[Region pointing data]
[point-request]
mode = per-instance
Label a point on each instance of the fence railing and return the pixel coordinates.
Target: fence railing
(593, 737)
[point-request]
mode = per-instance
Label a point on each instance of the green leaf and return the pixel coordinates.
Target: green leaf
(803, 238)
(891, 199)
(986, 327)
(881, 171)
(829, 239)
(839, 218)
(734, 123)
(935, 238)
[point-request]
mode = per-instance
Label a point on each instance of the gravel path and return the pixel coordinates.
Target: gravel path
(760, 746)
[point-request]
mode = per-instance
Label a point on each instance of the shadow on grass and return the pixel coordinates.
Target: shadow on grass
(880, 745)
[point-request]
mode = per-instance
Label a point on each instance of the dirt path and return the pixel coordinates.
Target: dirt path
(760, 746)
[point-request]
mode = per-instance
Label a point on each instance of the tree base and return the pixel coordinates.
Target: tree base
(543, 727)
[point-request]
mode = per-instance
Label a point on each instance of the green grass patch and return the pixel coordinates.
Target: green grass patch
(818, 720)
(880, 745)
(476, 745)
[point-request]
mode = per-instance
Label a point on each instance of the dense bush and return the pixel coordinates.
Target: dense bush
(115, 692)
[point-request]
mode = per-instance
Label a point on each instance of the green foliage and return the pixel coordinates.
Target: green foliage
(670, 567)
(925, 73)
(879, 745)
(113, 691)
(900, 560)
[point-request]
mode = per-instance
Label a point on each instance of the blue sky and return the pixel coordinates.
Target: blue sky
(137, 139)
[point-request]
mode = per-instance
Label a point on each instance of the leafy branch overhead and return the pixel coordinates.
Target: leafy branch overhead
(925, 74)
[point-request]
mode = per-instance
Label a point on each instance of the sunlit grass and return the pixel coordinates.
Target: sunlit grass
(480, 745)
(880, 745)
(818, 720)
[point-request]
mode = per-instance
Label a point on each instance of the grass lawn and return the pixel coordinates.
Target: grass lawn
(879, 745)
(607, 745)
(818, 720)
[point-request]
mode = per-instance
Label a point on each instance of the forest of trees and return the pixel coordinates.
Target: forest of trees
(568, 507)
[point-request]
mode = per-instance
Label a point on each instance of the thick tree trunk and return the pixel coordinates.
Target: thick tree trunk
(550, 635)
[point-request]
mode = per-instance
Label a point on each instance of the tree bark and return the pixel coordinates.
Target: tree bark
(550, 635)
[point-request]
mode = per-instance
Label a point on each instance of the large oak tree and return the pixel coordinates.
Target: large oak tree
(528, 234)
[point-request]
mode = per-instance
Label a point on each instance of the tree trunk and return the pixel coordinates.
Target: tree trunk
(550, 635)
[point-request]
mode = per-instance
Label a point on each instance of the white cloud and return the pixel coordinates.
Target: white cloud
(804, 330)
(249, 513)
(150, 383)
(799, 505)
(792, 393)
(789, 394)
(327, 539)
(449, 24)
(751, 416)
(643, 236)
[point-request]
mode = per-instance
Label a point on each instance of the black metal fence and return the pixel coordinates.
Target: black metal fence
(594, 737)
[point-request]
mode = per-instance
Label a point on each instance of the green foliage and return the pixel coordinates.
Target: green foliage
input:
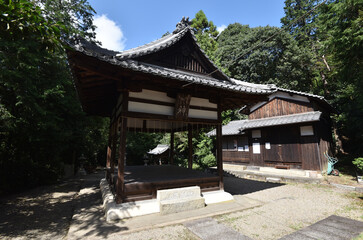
(301, 26)
(359, 163)
(334, 37)
(42, 124)
(277, 60)
(206, 33)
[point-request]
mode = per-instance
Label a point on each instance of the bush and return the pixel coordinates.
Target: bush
(359, 163)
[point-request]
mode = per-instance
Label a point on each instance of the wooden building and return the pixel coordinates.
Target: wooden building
(290, 130)
(167, 85)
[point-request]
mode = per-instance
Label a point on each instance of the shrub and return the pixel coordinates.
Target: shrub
(359, 163)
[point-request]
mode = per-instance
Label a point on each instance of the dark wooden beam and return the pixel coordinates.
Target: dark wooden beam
(219, 151)
(120, 191)
(113, 149)
(190, 146)
(172, 146)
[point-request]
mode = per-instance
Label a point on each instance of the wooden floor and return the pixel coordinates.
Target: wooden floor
(142, 182)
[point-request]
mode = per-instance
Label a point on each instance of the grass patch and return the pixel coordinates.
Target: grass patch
(360, 237)
(296, 226)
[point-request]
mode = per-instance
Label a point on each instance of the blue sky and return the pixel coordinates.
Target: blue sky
(127, 24)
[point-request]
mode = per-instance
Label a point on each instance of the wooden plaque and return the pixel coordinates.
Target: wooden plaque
(182, 106)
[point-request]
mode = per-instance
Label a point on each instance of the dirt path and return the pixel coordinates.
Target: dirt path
(41, 213)
(48, 212)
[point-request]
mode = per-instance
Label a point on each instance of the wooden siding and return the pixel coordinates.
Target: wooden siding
(279, 107)
(236, 156)
(287, 147)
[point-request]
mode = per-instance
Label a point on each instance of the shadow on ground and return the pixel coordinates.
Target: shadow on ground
(46, 212)
(88, 219)
(43, 212)
(240, 186)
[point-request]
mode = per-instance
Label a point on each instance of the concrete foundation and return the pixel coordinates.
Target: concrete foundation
(168, 201)
(179, 199)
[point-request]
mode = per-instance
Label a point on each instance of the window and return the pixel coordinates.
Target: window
(242, 144)
(256, 133)
(235, 144)
(306, 131)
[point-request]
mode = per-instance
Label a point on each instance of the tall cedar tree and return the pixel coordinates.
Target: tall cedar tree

# EXERCISE
Line by line, count how many lines of the entries contain the word "tall", and give only that number.

# TASK OUTPUT
2